Given text:
— begin —
Firefox VRT — Visual Regression Tool

A small web app for comparing Firefox chrome screenshots between two builds. Paste two revisions; it fetches the screenshots Firefox CI already captures (the mochitest-browser-screenshots / mozscreenshots job), diffs them pixel-by-pixel, and shows you side-by-side which UI screenshots changed and by how much. Meant as a team-supported replacement for the older screenshots.mattn.ca/compare/ workflow.

You don't need a local Firefox build to use it — just a revision that has screenshots in CI. It's for QA/release testers eyeballing chrome changes and engineers confirming a chrome change altered only what they expected.

How it works

   You paste a revision                  You pick a baseline
          │                                      │
          ▼                                      ▼
   ┌──────────────┐   resolves via    ┌──────────────────────┐
   │   Capture    │ ─── Treeherder ──▶│  Downloads the PNG   │
   │ (one push)   │   + Taskcluster   │  screenshots locally │
   └──────────────┘                   └───────────┬──────────┘
                                                  │
                                                  ▼
                                       ┌───────────────────────┐
                                       │     Comparison        │
                                       │  pairs + diffs PNGs   │
                                       │  baseline ↔ candidate │
                                       └──────────┬────────────┘
                                                  │
                                                  ▼
                                       ┌───────────────────────┐
                                       │   Results: one row    │
                                       │  per screenshot, with │
                                       │  a status + diff image│
                                       └───────────────────────┘

Capture — all screenshots from one revision (one CI push), possibly spanning multiple platforms (e.g. linux2404-64).
Comparison — a diff between two captures: a baseline ("before", usually the parent revision) and a candidate ("after", your change). Produces one Result per screenshot.

Quick start

Needs Python 3.9–3.13 (3.14 currently breaks Jinja2; on macOS /usr/bin/python3 is a safe 3.9).

python3 -m venv .venv          # first time only
.venv/bin/pip install -e .
.venv/bin/uvicorn firefox_vrt.app:app
open http://localhost:8000

Or docker compose up. Data (SQLite DB + downloaded screenshots) lives in ./data/.

Walkthrough

On the landing page, pick a Tree and paste a Revision, then Fetch CI screenshots. You land on the Capture page while it downloads.
Repeat for the other revision (typically the parent = your baseline).
On the candidate's Capture page, use Compare against a baseline and Run comparison.
— end —
Set task 1: According to the Firefox VRT page, which Python versions does the tool need?
Set task 2: Continue the Firefox VRT page from where it stops.

Data entries:
— begin —
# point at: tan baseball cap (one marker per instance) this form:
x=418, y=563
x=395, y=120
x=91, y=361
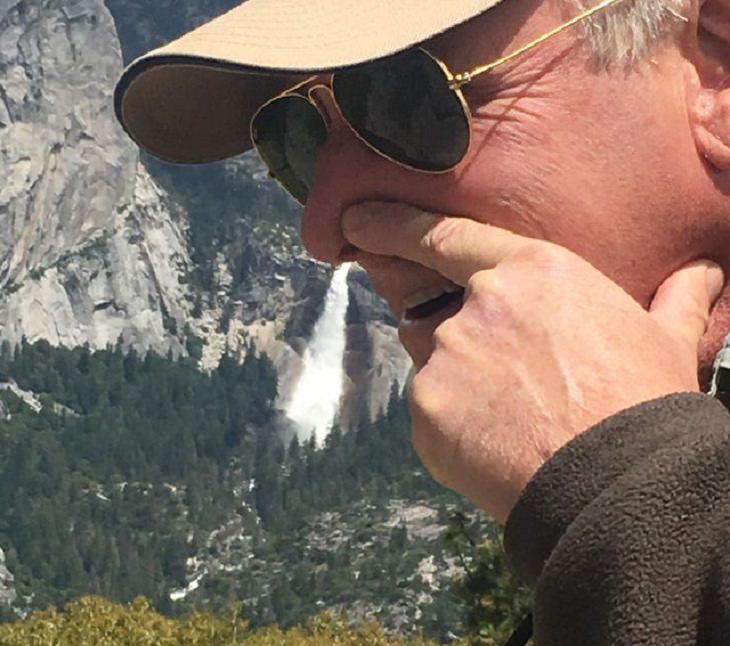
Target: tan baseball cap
x=192, y=100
— end —
Task output 1: Python 3.9 through 3.13.

Task output 2:
The Comparison page shows one row per screenshot. By default only the interesting ones (differs, orphan, size-mismatch) show; filter chips reveal the rest. Open any row side-by-side for a synced-pan, zoomable two-pane view (+/− zoom, 0 reset, F fit).

Which revisions actually have screenshots? Most don't. The mochitest-browser-screenshots job is a no-op unless the task was launched with MOZSCREENSHOTS_SETS set — a normal autoland / mozilla-central push runs the job but produces zero PNGs. To get one, push to try with the env var set:
./mach try fuzzy -q "mochitest-browser-screenshots" \
  --env "MOZSCREENSHOTS_SETS=Toolbars,Tabs,WindowSize,CustomTitlebar,LightweightThemes,DevTools,AppMenu,Buttons,CustomizeMode,UIDensities,Preferences"
Pairing also requires matching sets and platforms: two captures only produce useful results if they ran the same sets on the same platform — otherwise almost everything is orphan.

Reading the results

Each screenshot in a comparison gets exactly one status:

Status	Meaning	Shown by default?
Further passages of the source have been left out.